Turn the lines running from the start of the segmentation mask data through the line containing "box: [403, 266, 468, 327]" into a Markdown table with the columns Row and Line, skipping blank lines and leaving out the pictures. Include both end lines and no others.

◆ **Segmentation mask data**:
============================================================

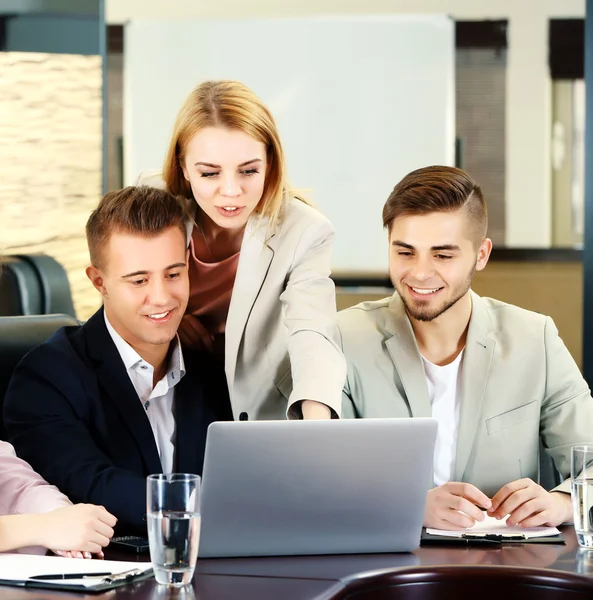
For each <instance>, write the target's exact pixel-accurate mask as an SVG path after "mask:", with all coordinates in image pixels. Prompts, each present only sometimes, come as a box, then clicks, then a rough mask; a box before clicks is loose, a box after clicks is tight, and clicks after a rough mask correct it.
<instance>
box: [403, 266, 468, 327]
mask: <svg viewBox="0 0 593 600" xmlns="http://www.w3.org/2000/svg"><path fill="white" fill-rule="evenodd" d="M476 264H477V262H476V263H474V265H473V267H472V268H471V270H470V272H469V273H468V274H467V277H466V278H465V279H464V280H463V281H462V282H461V283H460V284H459V286H458V287H457V288H456V290H455V292H454V294H453V299H452V300H446V301H445V302H444V304H442V305H441V306H440V307H437V308H433V309H430V308H429V307H428V306H422V307H416V306H413V305H410V303H409V302H408V301H407V300H406V297H405V295H404V294H402V293H401V292H400V291H399V290H398V292H399V296H400V298H401V299H402V302H403V303H404V306H405V308H406V312H407V313H408V316H410V317H411V318H412V319H416V321H424V322H425V323H428V322H430V321H433V320H434V319H436V318H437V317H440V316H441V315H442V314H443V313H444V312H447V311H448V310H449V309H450V308H451V307H452V306H455V304H457V302H459V300H461V298H463V297H464V296H465V294H467V291H468V290H469V289H470V287H471V285H472V281H473V279H474V274H475V272H476ZM403 285H406V284H403Z"/></svg>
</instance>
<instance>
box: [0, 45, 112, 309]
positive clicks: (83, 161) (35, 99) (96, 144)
mask: <svg viewBox="0 0 593 600" xmlns="http://www.w3.org/2000/svg"><path fill="white" fill-rule="evenodd" d="M101 77H102V74H101V58H100V57H99V56H74V55H64V54H36V53H21V52H0V251H1V252H2V253H5V254H17V253H34V252H44V253H46V254H49V255H51V256H53V257H54V258H56V259H57V260H58V261H59V262H61V263H62V264H63V265H64V266H65V267H66V269H67V271H68V276H69V279H70V286H71V289H72V295H73V298H74V305H75V308H76V311H77V316H78V317H79V318H81V319H87V318H88V317H89V316H90V315H91V314H92V313H93V312H94V311H95V310H96V309H97V308H98V306H99V305H100V297H99V295H98V293H97V292H96V291H95V290H94V288H93V287H92V286H91V284H90V282H89V281H88V279H87V278H86V275H85V274H84V269H85V267H86V266H87V264H88V252H87V247H86V240H85V237H84V225H85V223H86V220H87V218H88V215H89V213H90V212H91V210H92V209H93V208H94V207H95V206H96V205H97V203H98V201H99V199H100V195H101V143H102V133H101V106H102V97H101V85H102V83H101Z"/></svg>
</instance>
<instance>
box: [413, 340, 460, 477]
mask: <svg viewBox="0 0 593 600" xmlns="http://www.w3.org/2000/svg"><path fill="white" fill-rule="evenodd" d="M462 361H463V350H462V351H461V352H460V353H459V356H458V357H457V358H456V359H455V360H454V361H453V362H452V363H450V364H448V365H445V366H444V367H440V366H438V365H435V364H433V363H431V362H430V361H428V360H426V359H425V358H424V356H423V357H422V362H423V363H424V373H425V374H426V382H427V384H428V397H429V399H430V404H431V406H432V416H433V417H434V418H435V419H436V420H437V423H438V430H437V441H436V445H435V448H434V484H435V485H437V486H438V485H442V484H443V483H447V482H448V481H451V479H452V477H453V469H454V468H455V455H456V452H457V430H458V428H459V405H460V397H459V392H460V388H461V365H462Z"/></svg>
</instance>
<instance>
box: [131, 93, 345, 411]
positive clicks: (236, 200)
mask: <svg viewBox="0 0 593 600" xmlns="http://www.w3.org/2000/svg"><path fill="white" fill-rule="evenodd" d="M139 183H140V184H146V185H152V186H161V187H166V188H167V189H168V190H169V192H171V193H173V194H175V195H177V196H182V197H184V198H186V199H187V200H188V206H189V209H190V214H191V215H192V219H191V222H189V223H188V239H189V249H190V271H189V273H190V287H191V291H190V300H189V304H188V309H187V312H186V315H185V316H184V318H183V321H182V323H181V327H180V332H179V334H180V337H181V340H182V343H183V345H184V346H185V347H186V348H200V349H206V350H208V351H210V352H212V353H213V354H215V355H216V356H218V357H219V358H220V359H221V360H223V361H224V365H225V371H226V376H227V383H228V386H229V392H230V398H231V405H232V407H231V408H232V414H233V417H234V418H235V419H238V420H247V419H282V418H285V417H286V416H288V417H289V418H301V417H303V418H312V419H315V418H318V419H323V418H332V417H333V418H335V417H339V415H340V410H341V408H340V407H341V391H342V386H343V384H344V379H345V376H346V366H345V361H344V357H343V355H342V353H341V351H340V349H339V347H338V345H337V344H336V341H335V337H336V322H335V321H336V306H335V289H334V285H333V282H332V280H331V279H330V258H331V250H332V244H333V237H334V231H333V228H332V225H331V224H330V222H329V221H328V220H327V219H326V218H325V217H324V216H323V215H322V214H321V213H320V212H318V211H317V210H316V209H315V208H313V207H311V206H309V205H308V204H307V203H306V202H305V201H303V200H301V199H300V198H298V197H297V196H296V195H295V194H294V193H292V192H291V190H290V188H289V186H288V183H287V176H286V166H285V164H284V153H283V150H282V145H281V143H280V139H279V137H278V132H277V129H276V124H275V122H274V119H273V117H272V115H271V114H270V112H269V110H268V109H267V108H266V107H265V106H264V104H263V103H262V102H261V100H260V99H259V98H258V97H257V96H256V95H255V94H254V93H253V92H252V91H251V90H250V89H249V88H247V87H246V86H245V85H243V84H241V83H239V82H236V81H211V82H207V83H203V84H201V85H199V86H198V87H197V88H196V89H195V90H194V91H193V92H192V93H191V94H190V95H189V97H188V98H187V99H186V101H185V103H184V104H183V106H182V107H181V110H180V112H179V114H178V116H177V120H176V123H175V126H174V130H173V135H172V138H171V142H170V145H169V150H168V152H167V156H166V158H165V162H164V166H163V171H162V174H160V173H159V174H155V173H154V172H153V173H147V172H144V173H143V174H141V176H140V178H139Z"/></svg>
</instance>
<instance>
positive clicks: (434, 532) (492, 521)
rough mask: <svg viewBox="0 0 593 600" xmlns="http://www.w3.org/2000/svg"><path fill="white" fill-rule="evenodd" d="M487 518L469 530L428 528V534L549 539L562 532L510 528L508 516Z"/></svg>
mask: <svg viewBox="0 0 593 600" xmlns="http://www.w3.org/2000/svg"><path fill="white" fill-rule="evenodd" d="M485 516H486V518H485V519H484V520H483V521H482V522H481V523H480V522H476V523H475V524H474V526H473V527H469V528H467V529H460V530H459V531H453V530H451V531H450V530H446V529H432V528H427V529H426V533H430V534H431V535H445V536H449V537H461V536H462V535H464V534H466V533H471V534H473V535H481V534H483V535H487V534H496V535H509V536H510V535H524V536H525V537H526V538H535V537H547V536H552V535H558V534H559V533H560V531H559V530H558V529H557V528H556V527H530V528H525V527H516V526H515V527H509V526H508V525H507V524H506V521H507V519H508V516H507V517H505V518H504V519H501V520H500V521H499V520H498V519H495V518H494V517H490V516H488V515H485Z"/></svg>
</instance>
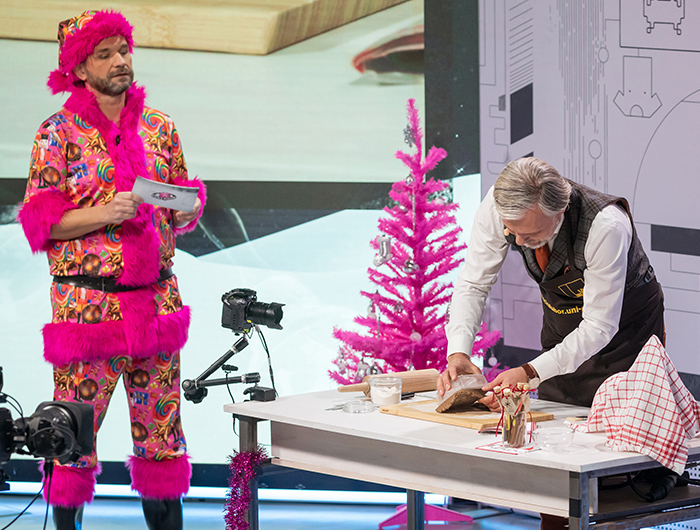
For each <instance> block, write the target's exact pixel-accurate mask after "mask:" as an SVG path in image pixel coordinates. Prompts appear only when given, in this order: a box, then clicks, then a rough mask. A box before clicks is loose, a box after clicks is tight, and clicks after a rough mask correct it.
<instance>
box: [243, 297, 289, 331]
mask: <svg viewBox="0 0 700 530" xmlns="http://www.w3.org/2000/svg"><path fill="white" fill-rule="evenodd" d="M283 305H284V304H278V303H277V302H272V303H269V304H264V303H263V302H253V303H252V304H250V305H249V306H248V309H247V311H246V317H247V318H248V320H250V321H251V322H253V323H254V324H260V325H263V326H267V327H268V328H272V329H282V326H281V325H280V321H281V320H282V306H283Z"/></svg>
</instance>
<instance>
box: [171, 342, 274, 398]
mask: <svg viewBox="0 0 700 530" xmlns="http://www.w3.org/2000/svg"><path fill="white" fill-rule="evenodd" d="M248 344H249V342H248V338H247V337H246V336H245V335H243V336H242V337H241V338H240V339H238V340H237V341H236V342H235V344H234V345H233V346H231V349H230V350H229V351H227V352H226V353H225V354H223V355H222V356H221V357H220V358H219V359H218V360H217V361H216V362H214V364H212V365H211V366H210V367H209V368H207V369H206V370H204V372H202V374H201V375H200V376H199V377H197V378H196V379H194V380H192V379H185V380H184V381H183V382H182V390H183V393H184V395H185V399H187V400H188V401H191V402H192V403H201V402H202V400H203V399H204V398H205V397H207V392H208V391H207V388H206V387H209V386H218V385H228V384H231V383H258V382H259V381H260V374H259V373H257V372H252V373H249V374H244V375H240V376H236V377H227V378H223V379H211V380H209V381H207V380H206V379H207V377H209V376H210V375H211V374H213V373H214V372H216V371H217V370H218V369H219V368H221V367H222V366H223V365H224V363H225V362H226V361H228V360H229V359H230V358H231V357H233V356H234V355H236V354H237V353H238V352H240V351H241V350H243V349H244V348H245V347H246V346H248Z"/></svg>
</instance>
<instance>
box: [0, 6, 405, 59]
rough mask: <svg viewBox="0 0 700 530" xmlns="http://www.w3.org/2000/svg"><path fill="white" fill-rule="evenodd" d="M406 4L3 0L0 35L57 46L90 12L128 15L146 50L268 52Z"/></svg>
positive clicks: (129, 21) (5, 37)
mask: <svg viewBox="0 0 700 530" xmlns="http://www.w3.org/2000/svg"><path fill="white" fill-rule="evenodd" d="M405 1H406V0H93V1H86V0H61V1H60V2H58V1H56V0H2V5H3V7H2V17H0V37H4V38H10V39H29V40H47V41H52V42H56V33H57V31H58V23H59V22H60V21H61V20H65V19H68V18H70V17H74V16H76V15H79V14H80V13H82V12H83V11H85V10H87V9H104V8H111V9H116V10H117V11H121V12H122V13H123V14H124V16H125V17H126V18H127V19H129V22H131V24H132V25H133V26H134V40H135V41H136V44H137V45H139V46H146V47H149V48H170V49H178V50H203V51H214V52H228V53H245V54H253V55H266V54H268V53H271V52H273V51H275V50H279V49H280V48H284V47H285V46H289V45H290V44H294V43H296V42H299V41H302V40H304V39H308V38H309V37H313V36H314V35H318V34H319V33H323V32H324V31H328V30H330V29H333V28H337V27H338V26H342V25H343V24H347V23H348V22H352V21H353V20H357V19H358V18H362V17H364V16H367V15H370V14H372V13H375V12H377V11H380V10H382V9H386V8H388V7H391V6H394V5H397V4H400V3H402V2H405Z"/></svg>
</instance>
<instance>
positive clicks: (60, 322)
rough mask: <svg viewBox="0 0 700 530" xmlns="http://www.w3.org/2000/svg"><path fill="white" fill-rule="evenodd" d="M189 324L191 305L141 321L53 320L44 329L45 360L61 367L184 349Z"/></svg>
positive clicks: (189, 323) (148, 354)
mask: <svg viewBox="0 0 700 530" xmlns="http://www.w3.org/2000/svg"><path fill="white" fill-rule="evenodd" d="M121 294H122V295H126V294H131V293H121ZM120 296H121V295H120ZM127 313H128V310H127ZM189 325H190V309H189V307H188V306H185V307H183V309H182V311H178V312H176V313H170V314H169V315H159V316H156V317H153V318H146V317H143V318H142V319H141V321H138V320H136V319H133V318H127V319H125V320H115V321H110V322H103V323H101V324H77V323H75V322H59V323H50V324H46V325H45V326H44V329H43V334H44V359H46V361H48V362H49V363H51V364H53V365H55V366H60V365H62V364H67V363H72V362H80V361H95V360H98V359H101V360H107V359H109V358H110V357H115V356H117V355H124V353H126V354H127V355H129V356H131V357H136V358H143V357H150V356H152V355H155V354H156V353H158V352H159V351H176V350H181V349H182V348H183V346H184V345H185V343H186V342H187V332H188V329H189Z"/></svg>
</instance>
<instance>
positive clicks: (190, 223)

============================================================

◆ **EXERCISE OUTPUT**:
| Row | Line |
|---|---|
| 1 | For each <instance>, write the target's exact pixel-accurate mask as an SVG path after "mask:", with all coordinates in image pixels. Prompts, each present only sometimes, come as a box, then clicks, then a rough mask; a box before clicks is loose, a box after clicks is tight, and clicks after a rough mask correct it. |
| 2 | <instance> |
| 3 | box: [403, 266, 468, 327] |